■ Work to do: Gather every line in the items below that contains the word "stripe". Count a line only if its letter case matches.

----- Supplied records

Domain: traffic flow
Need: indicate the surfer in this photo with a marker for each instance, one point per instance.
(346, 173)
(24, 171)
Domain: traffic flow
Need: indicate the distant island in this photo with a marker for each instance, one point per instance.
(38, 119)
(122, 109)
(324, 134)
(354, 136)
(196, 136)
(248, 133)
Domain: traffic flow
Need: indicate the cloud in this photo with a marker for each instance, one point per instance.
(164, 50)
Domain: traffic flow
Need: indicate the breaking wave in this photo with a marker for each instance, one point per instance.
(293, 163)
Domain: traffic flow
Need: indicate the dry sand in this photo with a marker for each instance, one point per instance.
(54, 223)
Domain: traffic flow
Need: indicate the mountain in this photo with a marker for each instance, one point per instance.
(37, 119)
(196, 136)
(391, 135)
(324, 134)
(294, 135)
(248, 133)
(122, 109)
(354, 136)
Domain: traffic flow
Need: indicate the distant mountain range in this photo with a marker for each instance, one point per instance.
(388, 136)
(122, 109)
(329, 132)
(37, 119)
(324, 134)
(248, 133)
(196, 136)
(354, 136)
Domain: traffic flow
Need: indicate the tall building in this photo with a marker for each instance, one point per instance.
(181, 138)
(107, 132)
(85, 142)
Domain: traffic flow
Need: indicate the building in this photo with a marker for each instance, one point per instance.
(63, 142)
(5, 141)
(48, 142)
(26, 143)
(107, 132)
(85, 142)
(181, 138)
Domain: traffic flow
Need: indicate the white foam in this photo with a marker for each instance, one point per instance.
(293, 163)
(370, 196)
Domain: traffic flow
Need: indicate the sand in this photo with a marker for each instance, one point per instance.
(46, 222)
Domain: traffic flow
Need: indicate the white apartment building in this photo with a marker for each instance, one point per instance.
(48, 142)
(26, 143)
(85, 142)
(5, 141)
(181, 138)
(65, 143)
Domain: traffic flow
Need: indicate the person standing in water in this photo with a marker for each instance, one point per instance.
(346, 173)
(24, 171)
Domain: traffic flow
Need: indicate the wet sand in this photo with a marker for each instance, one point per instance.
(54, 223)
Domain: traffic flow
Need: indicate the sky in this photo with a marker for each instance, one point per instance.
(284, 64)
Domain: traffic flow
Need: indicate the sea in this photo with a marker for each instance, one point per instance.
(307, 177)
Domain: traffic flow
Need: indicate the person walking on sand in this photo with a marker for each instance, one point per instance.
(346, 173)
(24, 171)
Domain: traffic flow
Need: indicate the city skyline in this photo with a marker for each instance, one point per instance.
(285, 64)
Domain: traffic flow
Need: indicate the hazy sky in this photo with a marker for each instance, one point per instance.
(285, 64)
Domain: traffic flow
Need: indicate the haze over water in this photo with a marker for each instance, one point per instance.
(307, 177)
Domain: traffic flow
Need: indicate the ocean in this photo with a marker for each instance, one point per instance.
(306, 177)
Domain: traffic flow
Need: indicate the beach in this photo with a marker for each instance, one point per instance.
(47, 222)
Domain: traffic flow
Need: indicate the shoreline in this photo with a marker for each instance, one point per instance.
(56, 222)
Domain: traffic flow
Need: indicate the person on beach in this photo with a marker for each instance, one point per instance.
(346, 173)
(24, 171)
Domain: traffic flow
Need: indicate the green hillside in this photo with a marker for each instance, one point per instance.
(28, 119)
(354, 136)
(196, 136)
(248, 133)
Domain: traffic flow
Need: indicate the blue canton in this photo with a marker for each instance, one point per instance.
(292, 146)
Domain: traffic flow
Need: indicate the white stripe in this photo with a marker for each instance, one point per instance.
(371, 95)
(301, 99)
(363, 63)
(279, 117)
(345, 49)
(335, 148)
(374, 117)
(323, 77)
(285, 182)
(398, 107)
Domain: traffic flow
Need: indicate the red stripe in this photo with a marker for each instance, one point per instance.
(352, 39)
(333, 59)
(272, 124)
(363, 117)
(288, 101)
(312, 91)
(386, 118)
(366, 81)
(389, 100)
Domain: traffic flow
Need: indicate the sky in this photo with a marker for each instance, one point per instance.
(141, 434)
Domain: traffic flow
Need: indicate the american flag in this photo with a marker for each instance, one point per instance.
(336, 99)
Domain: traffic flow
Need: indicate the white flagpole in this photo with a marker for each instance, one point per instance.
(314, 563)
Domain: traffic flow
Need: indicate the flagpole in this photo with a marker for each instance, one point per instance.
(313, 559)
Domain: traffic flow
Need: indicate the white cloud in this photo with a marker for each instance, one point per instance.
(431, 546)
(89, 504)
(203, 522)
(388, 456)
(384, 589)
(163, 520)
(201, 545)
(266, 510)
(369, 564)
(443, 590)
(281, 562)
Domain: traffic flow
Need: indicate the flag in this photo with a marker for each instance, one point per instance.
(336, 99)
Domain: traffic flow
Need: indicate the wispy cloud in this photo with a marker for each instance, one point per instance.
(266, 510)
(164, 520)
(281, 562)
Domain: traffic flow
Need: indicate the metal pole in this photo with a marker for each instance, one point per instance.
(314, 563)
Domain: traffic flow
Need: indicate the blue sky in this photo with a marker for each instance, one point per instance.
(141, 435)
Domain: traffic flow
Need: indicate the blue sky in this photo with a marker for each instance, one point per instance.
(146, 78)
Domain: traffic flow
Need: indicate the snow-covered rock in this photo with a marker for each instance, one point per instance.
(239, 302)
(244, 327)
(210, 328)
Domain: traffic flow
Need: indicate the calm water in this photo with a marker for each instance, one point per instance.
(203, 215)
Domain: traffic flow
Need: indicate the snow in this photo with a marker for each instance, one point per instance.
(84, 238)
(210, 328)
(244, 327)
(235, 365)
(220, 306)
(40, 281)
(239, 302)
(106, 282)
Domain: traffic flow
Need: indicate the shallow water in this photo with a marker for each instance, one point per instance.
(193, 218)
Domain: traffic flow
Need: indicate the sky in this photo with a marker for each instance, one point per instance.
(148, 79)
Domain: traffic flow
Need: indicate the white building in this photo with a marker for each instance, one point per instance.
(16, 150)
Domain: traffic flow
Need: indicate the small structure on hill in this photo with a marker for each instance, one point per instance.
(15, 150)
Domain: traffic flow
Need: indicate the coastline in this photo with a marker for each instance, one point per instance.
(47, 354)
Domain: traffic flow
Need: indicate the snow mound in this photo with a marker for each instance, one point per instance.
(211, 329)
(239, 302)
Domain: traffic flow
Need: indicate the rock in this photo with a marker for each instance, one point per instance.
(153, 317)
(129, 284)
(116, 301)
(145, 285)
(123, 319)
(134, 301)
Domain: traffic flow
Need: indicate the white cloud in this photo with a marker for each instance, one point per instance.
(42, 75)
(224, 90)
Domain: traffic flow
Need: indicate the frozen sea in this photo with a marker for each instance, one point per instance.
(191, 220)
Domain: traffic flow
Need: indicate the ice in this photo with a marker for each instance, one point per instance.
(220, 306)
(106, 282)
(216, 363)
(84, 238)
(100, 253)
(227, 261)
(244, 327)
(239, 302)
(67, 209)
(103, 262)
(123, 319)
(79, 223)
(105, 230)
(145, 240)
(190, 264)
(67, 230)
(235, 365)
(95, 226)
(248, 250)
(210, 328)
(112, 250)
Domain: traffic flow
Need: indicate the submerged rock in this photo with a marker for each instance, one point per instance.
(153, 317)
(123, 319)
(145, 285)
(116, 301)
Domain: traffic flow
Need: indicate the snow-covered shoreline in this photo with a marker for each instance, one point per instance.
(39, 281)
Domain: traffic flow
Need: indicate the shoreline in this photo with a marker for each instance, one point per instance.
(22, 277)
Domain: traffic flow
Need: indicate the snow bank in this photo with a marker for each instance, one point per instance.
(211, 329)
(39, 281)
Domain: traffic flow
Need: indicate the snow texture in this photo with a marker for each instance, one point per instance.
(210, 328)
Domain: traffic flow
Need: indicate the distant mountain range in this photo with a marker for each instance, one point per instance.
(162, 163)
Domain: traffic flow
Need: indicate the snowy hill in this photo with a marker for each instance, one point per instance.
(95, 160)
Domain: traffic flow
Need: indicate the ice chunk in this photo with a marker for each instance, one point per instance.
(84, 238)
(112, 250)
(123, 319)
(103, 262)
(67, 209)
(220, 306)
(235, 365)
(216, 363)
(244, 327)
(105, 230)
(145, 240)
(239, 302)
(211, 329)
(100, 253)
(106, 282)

----------

■ Task answer:
Need: indicate the white stripe in this photo with a marker for each instance, one point per instance.
Need: indicate the red stripe in this photo with a marker for each instance, one point per instance.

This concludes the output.